## Goal
Change "Tag" to "Mark" in every one of the rows below and write them out again with everything else left as it is.

[Location annotation dataset excerpts]
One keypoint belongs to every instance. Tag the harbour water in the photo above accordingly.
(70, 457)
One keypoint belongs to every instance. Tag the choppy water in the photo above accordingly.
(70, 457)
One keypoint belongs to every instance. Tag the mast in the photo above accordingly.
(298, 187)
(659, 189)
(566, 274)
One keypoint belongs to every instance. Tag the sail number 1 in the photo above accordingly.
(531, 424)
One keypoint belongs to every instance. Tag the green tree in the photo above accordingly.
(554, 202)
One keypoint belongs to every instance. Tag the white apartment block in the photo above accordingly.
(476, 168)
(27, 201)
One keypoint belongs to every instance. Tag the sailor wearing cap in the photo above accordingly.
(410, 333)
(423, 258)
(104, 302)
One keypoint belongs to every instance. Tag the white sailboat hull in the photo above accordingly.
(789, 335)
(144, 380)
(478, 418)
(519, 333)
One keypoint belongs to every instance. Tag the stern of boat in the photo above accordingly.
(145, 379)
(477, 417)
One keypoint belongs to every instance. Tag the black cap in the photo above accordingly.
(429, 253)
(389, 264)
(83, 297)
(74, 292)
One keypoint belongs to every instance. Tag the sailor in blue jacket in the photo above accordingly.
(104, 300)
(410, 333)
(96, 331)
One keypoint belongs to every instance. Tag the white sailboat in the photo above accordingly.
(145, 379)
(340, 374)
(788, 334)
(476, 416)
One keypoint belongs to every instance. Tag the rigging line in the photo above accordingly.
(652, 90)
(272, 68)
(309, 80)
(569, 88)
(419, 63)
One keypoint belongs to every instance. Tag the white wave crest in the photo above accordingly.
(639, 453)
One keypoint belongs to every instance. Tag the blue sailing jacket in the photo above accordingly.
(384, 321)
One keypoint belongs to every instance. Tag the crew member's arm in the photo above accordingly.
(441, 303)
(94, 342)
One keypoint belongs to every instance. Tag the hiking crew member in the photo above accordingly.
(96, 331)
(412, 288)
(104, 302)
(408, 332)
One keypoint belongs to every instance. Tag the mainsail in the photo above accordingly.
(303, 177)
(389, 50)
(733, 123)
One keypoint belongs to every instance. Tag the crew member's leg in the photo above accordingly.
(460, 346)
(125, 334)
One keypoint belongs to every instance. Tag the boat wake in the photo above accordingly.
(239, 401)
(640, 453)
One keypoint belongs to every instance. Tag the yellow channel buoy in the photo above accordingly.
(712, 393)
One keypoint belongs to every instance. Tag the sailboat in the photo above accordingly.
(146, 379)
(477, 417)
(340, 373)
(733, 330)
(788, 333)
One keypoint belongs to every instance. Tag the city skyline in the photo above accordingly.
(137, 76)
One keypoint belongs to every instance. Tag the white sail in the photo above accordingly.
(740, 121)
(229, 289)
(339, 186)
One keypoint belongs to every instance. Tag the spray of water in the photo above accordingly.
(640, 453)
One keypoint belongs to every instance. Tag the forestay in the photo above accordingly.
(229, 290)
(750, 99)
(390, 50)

## Answer to this exercise
One keypoint belongs to every instance. Mark the harbour water in the photo above accordingly.
(70, 457)
One keypoint belongs to every instance. Mark the choppy water in the photo above accordingly.
(70, 457)
One keypoint belongs to every instance. Mark the mast in the photo above accordingly.
(298, 187)
(659, 189)
(566, 274)
One keypoint belongs to every instance. Mark the sail number 1 in the photo above accordingly.
(531, 424)
One keypoint belongs to every instance. Mark the green tree in the photo above accordingly.
(554, 202)
One keypoint belongs to every instance. Mark the white apartment block in the photo above accordingly.
(476, 168)
(27, 201)
One keypoint belongs to every instance. Mark the sailor wearing cap in the photo above accordingly.
(410, 333)
(423, 258)
(104, 302)
One keypoint belongs to every instance. Mark the white sailboat hull in the photo above accordingly.
(789, 335)
(144, 380)
(478, 418)
(519, 333)
One keypoint belongs to every instance. Mark the stern of boat in the photo above accordingly.
(145, 379)
(477, 417)
One keypoint belongs to every instance. Mark the black cap in the photo above accordingly.
(429, 253)
(389, 264)
(83, 297)
(74, 292)
One keypoint belongs to every instance. Mark the sailor in blue jacket in the photo above accordingly.
(104, 300)
(410, 333)
(96, 331)
One keypoint belongs to every instance. Mark the white sailboat in the photo above accordingly.
(145, 379)
(340, 374)
(788, 334)
(476, 416)
One keypoint belongs to every instance. Mark the rigging line in the photo above accordingly.
(652, 90)
(272, 68)
(309, 80)
(569, 88)
(419, 63)
One keypoint belongs to every instance. Mark the white wave crest in the photo above accordingly.
(639, 453)
One keypoint belongs to every instance. Mark the blue sailing jacket in the photo above accordingly.
(384, 321)
One keypoint belongs to every instance. Mark the crew member's arm in the photo above accordingly.
(441, 303)
(94, 342)
One keypoint belongs to every instance. Mark the hiking crew member in the photo above accordingly.
(96, 331)
(412, 288)
(104, 302)
(408, 332)
One keypoint belongs to every instance. Mark the mainsail in the photo above accordingly.
(303, 177)
(389, 50)
(733, 123)
One keypoint belongs to every instance. Mark the crew member's leg in the photo above accordingly.
(460, 346)
(125, 334)
One keypoint belongs to every instance. Mark the boat wake in the photo above accordingly.
(239, 401)
(640, 453)
One keypoint belongs to every instance. Mark the yellow channel buoy in the photo above accordingly.
(712, 393)
One keypoint belongs to every instance. Mark the sailboat in the photo above accordingly.
(146, 379)
(477, 417)
(340, 373)
(733, 330)
(788, 333)
One keypoint belongs to every instance. Mark the city skyline in the photo above accordingly.
(137, 76)
One keypoint belongs to every instance. Mark the white sail in the photo above accordingly.
(740, 121)
(229, 289)
(339, 186)
One keypoint belongs to every instance. Mark the spray of water in the photo above accordingly.
(640, 453)
One keypoint belongs to every instance. Mark the forestay in the photo above accordingly.
(229, 290)
(750, 99)
(390, 50)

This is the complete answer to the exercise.